Source ::
Single by Pulp

from the album This Is Hardcore
- B-side: "Ladies' Man"; "The Professional";
- Released: 11 March 1998
- Genre: Alternative rock; art rock;
- Length: 6:25 (album version)
- Label: Island
- Songwriters: Nick Banks; Jarvis Cocker; Candida Doyle; Steve Mackey; Mark Webber; Peter Thomas;
- Producer: Chris Thomas

Pulp singles chronology
| "Help the Aged" (1997) | "This Is Hardcore" (1998) | "A Little Soul" (1998) |

Alternative cover
- Cover of CD2

= This Is Hardcore (song) =

1998 single by Pulp

"This Is Hardcore" is a song by English rock band Pulp, released as the second single from their sixth album, This Is Hardcore (1998). Written as a commentary on fame using pornography as an analogy, the song includes a sample of the Peter Thomas Sound Orchestra's "Bolero on the Moon Rocks." Released as a single in March 1998, the song reached number 12 in the UK and became a top-40 hit in Finland, Iceland, and New Zealand. It has since seen critical acclaim, as has its music video.

Supplied information ::
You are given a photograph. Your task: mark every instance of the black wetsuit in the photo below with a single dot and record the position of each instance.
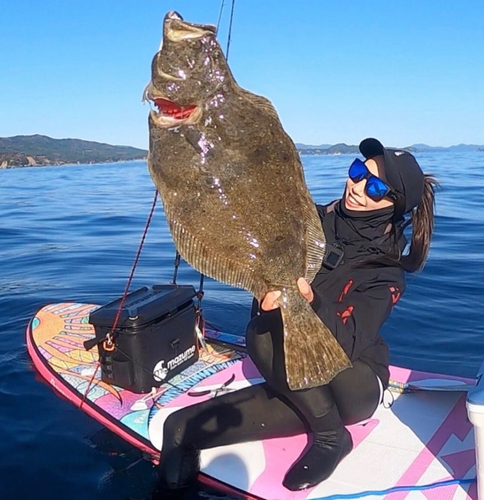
(353, 300)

Exercise objective :: Go on with the article about the Pulp song "This Is Hardcore," picking up after its last sentence, not from the material.

Response to this exercise ::
==Background==
"This Is Hardcore" was based on Jarvis Cocker's self-described "mixture of revulsion and attraction" to pornography. In a 1998 interview, Cocker stated that he found it "fascinating" how, in pornography, people "need to see new faces all the time, so what happens to the older people when they've been used up and had everything done to them?" He then predicted that the internet would be the "next step for porn." In another interview, he explained of the song's meaning:

'This Is Hardcore' is a bit about fame, actually... I ended up watching a lot of porn - hah! - on tour. If you get back to the hotel and you've got nothing to do, you put the adult channel on and have a look... It's the way that people get used up in it. You'd see the same people in films, and they'd seem to be quite alive, and then you'd see a film from a year later and there's something gone in their eyes. You can see it, that they've done it all and there's nowhere else to go. There seemed to be something really poignant about that to me. It seemed to be very similar to the way people get used in the entertainment business.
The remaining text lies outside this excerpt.